> _Set exercise_
Reproduce all entries precisely, down to the last character.

*** Extracted records

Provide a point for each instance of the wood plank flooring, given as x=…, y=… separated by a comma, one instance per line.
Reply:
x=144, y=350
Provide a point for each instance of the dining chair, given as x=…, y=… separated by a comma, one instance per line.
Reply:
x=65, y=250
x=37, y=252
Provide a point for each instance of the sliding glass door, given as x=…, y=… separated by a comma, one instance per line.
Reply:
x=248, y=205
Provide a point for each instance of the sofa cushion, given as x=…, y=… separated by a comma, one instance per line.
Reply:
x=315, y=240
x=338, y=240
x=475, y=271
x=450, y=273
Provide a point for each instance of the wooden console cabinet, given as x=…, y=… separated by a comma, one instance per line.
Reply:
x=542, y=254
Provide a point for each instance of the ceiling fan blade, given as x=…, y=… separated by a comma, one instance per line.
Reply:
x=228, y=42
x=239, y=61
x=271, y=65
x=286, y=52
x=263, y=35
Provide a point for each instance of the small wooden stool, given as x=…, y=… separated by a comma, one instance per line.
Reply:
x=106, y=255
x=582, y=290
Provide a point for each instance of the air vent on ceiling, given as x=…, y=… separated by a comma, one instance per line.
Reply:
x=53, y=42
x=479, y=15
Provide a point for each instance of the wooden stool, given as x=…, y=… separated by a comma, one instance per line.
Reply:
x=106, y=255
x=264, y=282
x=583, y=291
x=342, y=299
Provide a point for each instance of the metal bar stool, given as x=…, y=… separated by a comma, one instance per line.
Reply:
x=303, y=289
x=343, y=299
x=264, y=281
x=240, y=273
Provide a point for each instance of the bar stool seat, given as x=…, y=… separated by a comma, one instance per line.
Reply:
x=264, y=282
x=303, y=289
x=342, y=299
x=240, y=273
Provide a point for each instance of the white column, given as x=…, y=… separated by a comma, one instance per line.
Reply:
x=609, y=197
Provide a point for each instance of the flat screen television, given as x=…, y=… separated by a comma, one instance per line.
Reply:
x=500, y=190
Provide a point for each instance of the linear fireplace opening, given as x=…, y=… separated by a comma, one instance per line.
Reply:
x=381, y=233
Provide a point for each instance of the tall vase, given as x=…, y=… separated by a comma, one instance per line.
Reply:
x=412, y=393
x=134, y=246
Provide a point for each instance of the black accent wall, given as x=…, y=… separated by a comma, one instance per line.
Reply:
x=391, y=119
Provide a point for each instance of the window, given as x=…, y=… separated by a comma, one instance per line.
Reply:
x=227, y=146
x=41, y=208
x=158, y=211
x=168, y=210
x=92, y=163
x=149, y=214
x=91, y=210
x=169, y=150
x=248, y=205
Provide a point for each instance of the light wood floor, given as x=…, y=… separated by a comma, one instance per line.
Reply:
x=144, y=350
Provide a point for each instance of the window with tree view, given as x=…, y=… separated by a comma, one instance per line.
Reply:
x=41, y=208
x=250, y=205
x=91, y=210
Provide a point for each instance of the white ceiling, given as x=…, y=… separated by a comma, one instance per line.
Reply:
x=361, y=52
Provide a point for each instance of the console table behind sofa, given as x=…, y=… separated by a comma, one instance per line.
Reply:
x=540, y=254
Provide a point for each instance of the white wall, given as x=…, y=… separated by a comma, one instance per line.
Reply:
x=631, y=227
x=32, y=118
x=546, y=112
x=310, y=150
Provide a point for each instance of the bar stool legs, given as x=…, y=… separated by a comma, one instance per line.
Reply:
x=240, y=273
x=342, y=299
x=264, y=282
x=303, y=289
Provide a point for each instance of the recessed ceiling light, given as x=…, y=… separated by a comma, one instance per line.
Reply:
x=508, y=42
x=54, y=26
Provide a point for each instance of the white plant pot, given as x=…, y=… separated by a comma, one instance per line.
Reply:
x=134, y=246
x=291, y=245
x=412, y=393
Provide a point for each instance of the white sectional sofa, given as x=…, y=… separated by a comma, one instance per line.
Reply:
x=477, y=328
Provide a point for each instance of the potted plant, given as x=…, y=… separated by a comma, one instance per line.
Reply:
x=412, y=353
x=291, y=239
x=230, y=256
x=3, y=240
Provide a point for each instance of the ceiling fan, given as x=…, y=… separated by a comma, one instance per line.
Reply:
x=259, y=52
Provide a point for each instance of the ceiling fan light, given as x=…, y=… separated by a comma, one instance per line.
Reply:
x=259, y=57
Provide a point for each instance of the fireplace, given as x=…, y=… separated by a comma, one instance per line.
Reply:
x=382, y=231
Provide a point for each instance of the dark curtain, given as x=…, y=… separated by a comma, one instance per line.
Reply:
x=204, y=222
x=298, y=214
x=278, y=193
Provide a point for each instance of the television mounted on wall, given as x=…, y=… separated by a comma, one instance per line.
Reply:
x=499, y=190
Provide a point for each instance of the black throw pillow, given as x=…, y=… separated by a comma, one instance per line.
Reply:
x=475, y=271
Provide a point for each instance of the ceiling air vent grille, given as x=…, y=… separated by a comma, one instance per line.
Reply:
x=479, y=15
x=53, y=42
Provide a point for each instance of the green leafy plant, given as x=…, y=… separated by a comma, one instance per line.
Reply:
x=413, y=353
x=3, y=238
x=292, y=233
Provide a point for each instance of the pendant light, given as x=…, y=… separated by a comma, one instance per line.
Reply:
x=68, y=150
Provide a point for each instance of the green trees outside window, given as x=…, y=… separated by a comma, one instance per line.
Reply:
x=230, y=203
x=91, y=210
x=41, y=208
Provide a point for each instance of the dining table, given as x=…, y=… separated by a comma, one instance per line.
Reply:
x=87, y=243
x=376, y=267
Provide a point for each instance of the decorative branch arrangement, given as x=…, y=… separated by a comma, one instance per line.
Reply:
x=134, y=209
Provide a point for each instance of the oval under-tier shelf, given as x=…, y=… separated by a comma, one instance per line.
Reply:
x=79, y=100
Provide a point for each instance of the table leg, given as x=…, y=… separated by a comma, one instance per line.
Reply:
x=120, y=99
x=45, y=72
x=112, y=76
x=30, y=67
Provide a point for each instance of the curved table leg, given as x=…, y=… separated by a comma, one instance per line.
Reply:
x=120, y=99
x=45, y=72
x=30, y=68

******

> _Result of this task_
Provide a point for each instance of the wood plank flooring, given as x=…, y=… separated by a comma, one instance per line.
Reply:
x=144, y=350
Provide a point for each instance of the dining chair, given as x=…, y=… separated by a comma, one instance per line.
Reply:
x=65, y=250
x=37, y=252
Provide a point for each instance of the sliding glass door, given as x=…, y=… separated by a comma, one instance per line.
Reply:
x=248, y=205
Provide a point for each instance of the sofa cushion, given as x=…, y=… separated by a comma, one instance per line.
Reply:
x=315, y=240
x=338, y=240
x=475, y=271
x=450, y=273
Provide a point for each instance of the wooden console cabinet, given as x=…, y=… separated by a comma, one instance per line.
Reply:
x=542, y=254
Provide a point for each instance of the ceiling fan blade, given as x=…, y=… separated by a comma, one instance per line.
Reply:
x=228, y=42
x=239, y=61
x=271, y=65
x=286, y=52
x=263, y=35
Provide a point for each instance of the small wooden stool, given as x=…, y=… separated by a comma, one instance per line.
Reply:
x=106, y=255
x=582, y=290
Provide a point for each instance of the air vent on ceiling, given as x=…, y=… separated by a comma, one instance per line.
Reply:
x=53, y=42
x=479, y=15
Provide a point for each instance of the wooden stool, given as x=…, y=… separated by a comma, one instance per line.
Reply:
x=106, y=255
x=264, y=282
x=583, y=291
x=342, y=299
Provide a point for each instance of the metal bar stool, given as x=…, y=… separated by a comma, one instance per line.
Reply:
x=303, y=289
x=343, y=299
x=264, y=281
x=240, y=273
Provide a point for each instance of the bar stool seat, given as x=…, y=… separated by a comma, one instance per line.
Reply:
x=264, y=282
x=303, y=289
x=342, y=299
x=240, y=273
Provide a point for each instance of the white column, given as x=…, y=… separated by a comma, one instance per line.
Reply:
x=609, y=197
Provide a point for each instance of the flat screen television, given as x=…, y=… separated by a comma, one instance per line.
Reply:
x=500, y=190
Provide a point for each instance of the linear fireplace opening, given as x=…, y=… separated by a comma, one instance per line.
Reply:
x=381, y=233
Provide a point for each instance of the tall vase, given as x=…, y=… separated by a comma, one instance per line.
Reply:
x=412, y=393
x=134, y=246
Provide a point for each instance of the black accent wall, given as x=…, y=… separated by a comma, one instance per line.
Reply:
x=391, y=119
Provide a point for each instance of the window, given as x=…, y=… separated by a comma, one instance per line.
Reply:
x=227, y=146
x=41, y=208
x=158, y=211
x=168, y=210
x=92, y=163
x=149, y=214
x=91, y=210
x=169, y=150
x=248, y=205
Provide a point for each instance of the light wood floor, given as x=…, y=… separated by a comma, one instance per line.
Reply:
x=144, y=350
Provide a point for each instance of the window with tree view, given as x=…, y=… separated by a comma, one instance per line.
Reply:
x=41, y=208
x=250, y=205
x=91, y=210
Provide a point for each instance of the white ceiling, given as x=…, y=… separated by a comma, one instance per line.
Reply:
x=361, y=52
Provide a point for each instance of the console table behind sofa, given as x=…, y=… separated by a comma, one instance per line.
Reply:
x=540, y=254
Provide a point for each instance of the white wall, given as x=…, y=… separated by a comma, one instance per line.
Reply:
x=631, y=227
x=32, y=118
x=546, y=112
x=310, y=150
Provide a point for each instance of the bar stool legs, given as x=…, y=… separated by a comma, one instance per line.
Reply:
x=240, y=273
x=342, y=299
x=264, y=282
x=303, y=289
Provide a point for each instance of the recessed ceiling light, given as x=…, y=… separated by a comma, one instance per line.
Reply:
x=508, y=42
x=54, y=26
Provide a point for each instance of the white plant pot, given as x=…, y=… separated by a comma, one instance per line.
Reply:
x=134, y=246
x=291, y=245
x=412, y=393
Provide a point for each instance of the white sectional sofa, given as x=…, y=… separated by a comma, one instance per line.
Reply:
x=477, y=328
Provide a point for each instance of the potted plant, given as x=…, y=… separated by a comma, one instance per line.
Reply:
x=412, y=353
x=291, y=239
x=230, y=256
x=3, y=240
Provide a point for each instance of the ceiling fan, given as x=…, y=… separated by a comma, one instance per line.
Reply:
x=259, y=52
Provide a point for each instance of the ceiling fan light, given as x=…, y=… separated by a comma, one instance per line.
Reply:
x=259, y=57
Provide a point for each instance of the fireplace, given as x=…, y=… separated by a comma, one instance per line.
Reply:
x=382, y=231
Provide a point for each instance of the dark curtain, given as x=…, y=… separated by a comma, one instance per line.
Reply:
x=204, y=222
x=298, y=214
x=278, y=193
Provide a point for each instance of the television mounted on wall, given as x=…, y=… separated by a comma, one instance per line.
Reply:
x=499, y=190
Provide a point for each instance of the black throw pillow, given as x=…, y=… separated by a comma, one instance per line.
Reply:
x=475, y=271
Provide a point for each instance of the ceiling air vent grille, given as x=…, y=… separated by a comma, one instance per line.
Reply:
x=479, y=15
x=53, y=42
Provide a point for each instance of the green leafy plant, given as x=…, y=… separated by a comma, one instance per line.
Reply:
x=413, y=353
x=3, y=238
x=292, y=233
Provide a point for each instance of the pendant light, given as x=…, y=… separated by a comma, one instance per line.
Reply:
x=68, y=150
Provide a point for each instance of the green trees outside window, given as x=…, y=… separated by a comma, one instance per line.
Reply:
x=230, y=203
x=91, y=210
x=41, y=208
Provide a point for each instance of the dining table, given as x=…, y=… separated by a comma, one instance per line.
Reply:
x=87, y=243
x=376, y=267
Provide a point for each instance of the decorative branch arrangement, given as x=…, y=… separated by a comma, one instance per line.
Reply:
x=134, y=209
Provide a point for each instance of the oval under-tier shelf, given as x=…, y=… separated by a comma, one instance per line.
Reply:
x=79, y=100
Provide a point for each instance of the table leg, given as x=…, y=… separated by a comma, one instance per line.
Reply:
x=120, y=99
x=45, y=72
x=112, y=76
x=30, y=67
Provide a point for each instance of the curved table leg, given as x=…, y=… separated by a comma, one instance per line.
Reply:
x=120, y=99
x=45, y=72
x=30, y=68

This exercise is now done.